*Extrait du document:*
****************************************

LE TEMPS, Eléonore Sulser, samedi 28 février 2015
« En écho à Patrick Modiano, la romancière part en quête de signes, de solutions fantomatiques aux énigmes du passé. Mais l’élan qui la porte est un hymne à la vie. […] »
« En écho à Patrick Modiano, la romancière part en quête de signes, de solutions fantomatiques aux énigmes du passé. Mais l’élan qui la porte est un hymne à la vie. […] »
« Un homme lisant Scènes de la vie de bohème assis sous un réverbère va jeter la narratrice sur les chemins du passé. Avec son écriture sensitive, d’une fidélité indéfectible à ce qui a été, Michèle Lesbre retourne vers son enfance et tente de réveiller, cinquante après sa mort, l’image d’un père énigmatique. […] »
« À l’instar d’un Modiano, qu’elle admire, Michèle Lesbre reprend sans cesse le même livre, fouille la même mémoire, inlassablement. […] »
« Sentiers de mémoire »
« On ne sait quel sens donner à certains souvenirs tant leur violence, parfois, marque le temps. C’est une réflexion de l’héroïne et narratrice, dans les dernières pages de Chemins, une réflexion qu’elle se fait dans une cour d’école silencieuse, non loin des bords de Loire, en été.

****************************************

*Données fournies:*
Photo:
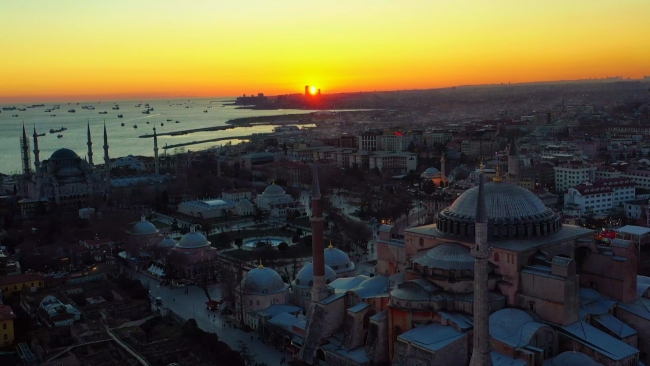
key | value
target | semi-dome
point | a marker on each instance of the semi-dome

****************************************

*Consigne 1:*
Traduisez en anglais la phrase suivante de l'extrait consacré à Michèle Lesbre : « Mais l’élan qui la porte est un hymne à la vie. »
*Consigne 2:*
Dressez la liste complète des personnes nommées dans l'extrait consacré à Michèle Lesbre, chacune une seule fois.
*Consigne 3:*
Poursuivez l'extrait consacré à Michèle Lesbre après sa dernière phrase.

*Réponse 1:*
But the impetus that carries her is a hymn to life.

*Réponse 2:*
Eléonore Sulser
Patrick Modiano
Michèle Lesbre

*Réponse 3:*
La violence dont il est question surgit dès la première page du roman avec l’arrivée d’un homme dans la maison qu’habitent la narratrice et sa mère. […] Il est l’envahisseur, l’étranger. Dans la rue passent les vrais envahisseurs. On est en 1941, l’enfant a trois ans ; elle ne comprend pas que sa mère la retienne quand défilent les soldats allemands. La vie des deux femmes est surtout perturbée par ce retour du mari et père. […] Devenue adulte, la narratrice cherche à savoir qui il est. Elle dispose de peu d’indices, hormis ses souvenirs et la présence d’un roman, très important pour lui : Scènes de la vie de bohème. L’image de ce père lui revient alors qu’elle est assise à la terrasse d’un café et que, non loin d’elle, un homme dont l’allure et le comportement lui semblent étrangement familiers lit, à l’écart de tous, ce roman d’Henry Murger. Le voyage commence.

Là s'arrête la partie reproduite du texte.